* Directions:
1/ According to the article on Judge Multack and Miller vs. Delgado, how many of Delgado's six appeals were denied by Third DCA panels that included Bokor?
2/ Extend the article on Judge Multack and Miller vs. Delgado, picking up after its final sentence.

* Source document:
● ● ●
In the order, Multack blamed Delgado and her then-attorney, Laline Concepcion-Veloso, of sabotaging their own efforts to have Jason Miller cough up roughly $385,529 in attorney fees. “It became clear to this Court that the mother and Ms. Concepcion-Veloso were rowing the same boat in opposite directions,” Multack wrote. “The Jekyll & Hyde approach to the litigation caused a three-month delay.”

jason miller
A.J. Delgado with President Trump

Multack also blamed Delgado for a court docket “rife with unnecessary proceedings and pleadings” and that “much of the delay is attributed to the behavior and tactics of the mother.” In another rebuke of Delgado, Multack accused her of ghost-writing pleadings that Concepion-Veloso submitted. Multack claimed he recognized Delgado’s writing style, describing it as “verbose, histrionic, convoluted, and generously uses bold, underline CAPS, and (parentheses).”

In his application, Multack also had to provide contact information for six attorneys who have “appeared before you on matters of substance.” The first lawyer on his list is Jordan Abramowitz, who testified for Miller in the fees dispute in 2022. Abramowitz believed many of Delgado’s pro-se filings and Concepcion-Veloso’s pleadings “were strikingly similar in style, as if the same person was writing both,” according to Multack’s 2022 order.

In her Feb. 6 motion, Delgado accused Multack of “auditioning for a promotion” with DeSantis, who selects Third DCA appointees, by showing the governor “an order involving your friend, Jason Miller.”

“The one case Judge Multack somehow decided to use was the case involving Jason Miller,” Delgado wrote. “What a jaw dropping coincidence!”

Four days later, Multack denied Delgado’s motion, noting it was her sixth attempt trying to get him kicked off the case: “This Court maintains its ability to stand fair and impartial between the parties.”

In another striking coincidence, Multack noted in his appellate court application that he “had the honor of delivering personal remarks on behalf of Judge [Alexander] Bokor upon his investiture to the Third District Court of Appeals” on Jan. 20, 2022. Over the past three years, Delgado’s attempts to reverse unfavorable Multack rulings have been futile.

For instance, Bokor has been on Third DCA panels that denied five out of six appeals Delgado filed during that timespan.
Most recently, on Feb. 13, a day after Multack dismissed her motion, Third District Court of Appeals judges Norma Lindsey, Bronwyn Miller, Kansas Gooden and James Jorgenson quickly denied her petition to prohibit Multack from continuing to preside over Miller vs. Delgado.
● ● ●
* Data below:

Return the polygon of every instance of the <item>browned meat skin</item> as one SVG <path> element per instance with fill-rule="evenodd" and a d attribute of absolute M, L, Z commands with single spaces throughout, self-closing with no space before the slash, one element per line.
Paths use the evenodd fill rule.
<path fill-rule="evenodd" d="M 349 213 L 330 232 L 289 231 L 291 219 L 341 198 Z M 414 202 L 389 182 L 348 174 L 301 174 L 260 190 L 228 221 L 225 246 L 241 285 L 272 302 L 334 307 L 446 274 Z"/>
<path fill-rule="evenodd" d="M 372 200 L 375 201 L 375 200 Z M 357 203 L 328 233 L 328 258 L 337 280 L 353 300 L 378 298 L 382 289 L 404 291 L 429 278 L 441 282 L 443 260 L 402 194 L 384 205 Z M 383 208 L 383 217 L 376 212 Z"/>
● ● ●
* Results:
1/ Five

2/
ROUND TWO WITH PEDRAZA

On Feb, 24, Delgado was back in front of Pedraza, but this time, Jason Miller was a no-show for the Zoom hearing. Pedraza started off by overruling Delgado’s objection about Miller’s absence from the evidentiary proceedings. Pedraza then proceeded to give Delgado a hard time about some of the receipts, starting with two invoices for prenatal care she received when she was four months’ pregnant.

The magistrate suggested Delgado should have brought in the obstetrician who treated her to verify the charges. “Well, it’s done pretty routinely,” Pedraza said. “They get subpoenaed, and they can come here and testify.”

An hour into the hearing Pedraza had approved roughly $7,000 in reimbursements that Miller’s lawyer did not object to, but the proceedings unraveled when Delgado asked to be repaid for travel and lodging costs in October 2023 when she and her son spent a week in Spokane, WA so William could receive speech therapy sessions.

“Do you believe you’re responsible for any portion of this, Ms. Delgado?” Pedraza said. “Why was your income zero? Why were you not working?”

After a few minutes of Pedraza and Delgado arguing with one another, the magistrate ended the proceedings. “I just cannot go on,” Pedraza said. “I’m gonna go ahead and do an order of recusal.”

In her order, Pedraza wrote: “ISSUES have arisen during the course of this matter which I believe makes it necessary to recuse myself, and therefore this matter should be reassigned to another general magistrate.”

As a result, Pedraza sent Delgado back to the starting gate in her efforts to have Jason Miller repay the out-of-pocket expenses. “This apparent quest to curry favor with a politically connected litigant is disgraceful,” Delgado told Florida Bulldog. “All the more so in a case involving a child’s welfare.”